-- BEGIN RECORDS PROVIDED --

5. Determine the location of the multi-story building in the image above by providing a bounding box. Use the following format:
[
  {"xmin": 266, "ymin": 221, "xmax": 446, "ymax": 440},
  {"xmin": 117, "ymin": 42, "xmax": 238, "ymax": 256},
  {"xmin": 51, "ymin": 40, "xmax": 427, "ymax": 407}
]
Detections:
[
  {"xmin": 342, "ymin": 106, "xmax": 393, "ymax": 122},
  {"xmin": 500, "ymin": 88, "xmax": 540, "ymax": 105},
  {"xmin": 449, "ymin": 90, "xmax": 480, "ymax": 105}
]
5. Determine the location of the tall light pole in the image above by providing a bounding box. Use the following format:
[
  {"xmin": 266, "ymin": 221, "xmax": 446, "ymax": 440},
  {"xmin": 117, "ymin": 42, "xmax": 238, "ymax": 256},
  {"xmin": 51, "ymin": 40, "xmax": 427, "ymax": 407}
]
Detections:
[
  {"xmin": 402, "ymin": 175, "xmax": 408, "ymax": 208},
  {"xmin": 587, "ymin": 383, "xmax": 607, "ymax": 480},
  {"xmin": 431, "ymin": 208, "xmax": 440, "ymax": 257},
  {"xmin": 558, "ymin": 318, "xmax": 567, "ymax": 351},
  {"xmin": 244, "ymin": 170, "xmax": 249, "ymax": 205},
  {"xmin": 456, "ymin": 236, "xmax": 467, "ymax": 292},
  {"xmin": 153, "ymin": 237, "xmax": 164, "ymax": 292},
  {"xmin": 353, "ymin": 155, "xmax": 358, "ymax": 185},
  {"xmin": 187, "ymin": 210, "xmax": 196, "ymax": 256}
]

-- END RECORDS PROVIDED --

*PROBLEM DESCRIPTION*. Print the stretch of the data above from the line containing "5. Determine the location of the tall" through the final line, both ends included, reproducing each line without any change.

*PROBLEM SOLUTION*.
5. Determine the location of the tall light pole in the image above by providing a bounding box. Use the following format:
[
  {"xmin": 266, "ymin": 221, "xmax": 446, "ymax": 440},
  {"xmin": 117, "ymin": 42, "xmax": 238, "ymax": 256},
  {"xmin": 51, "ymin": 40, "xmax": 427, "ymax": 407}
]
Detections:
[
  {"xmin": 402, "ymin": 175, "xmax": 408, "ymax": 208},
  {"xmin": 587, "ymin": 383, "xmax": 607, "ymax": 480},
  {"xmin": 431, "ymin": 208, "xmax": 440, "ymax": 257},
  {"xmin": 558, "ymin": 318, "xmax": 567, "ymax": 351},
  {"xmin": 244, "ymin": 170, "xmax": 249, "ymax": 205},
  {"xmin": 456, "ymin": 236, "xmax": 467, "ymax": 292},
  {"xmin": 153, "ymin": 237, "xmax": 164, "ymax": 292},
  {"xmin": 353, "ymin": 155, "xmax": 358, "ymax": 185},
  {"xmin": 187, "ymin": 210, "xmax": 196, "ymax": 256}
]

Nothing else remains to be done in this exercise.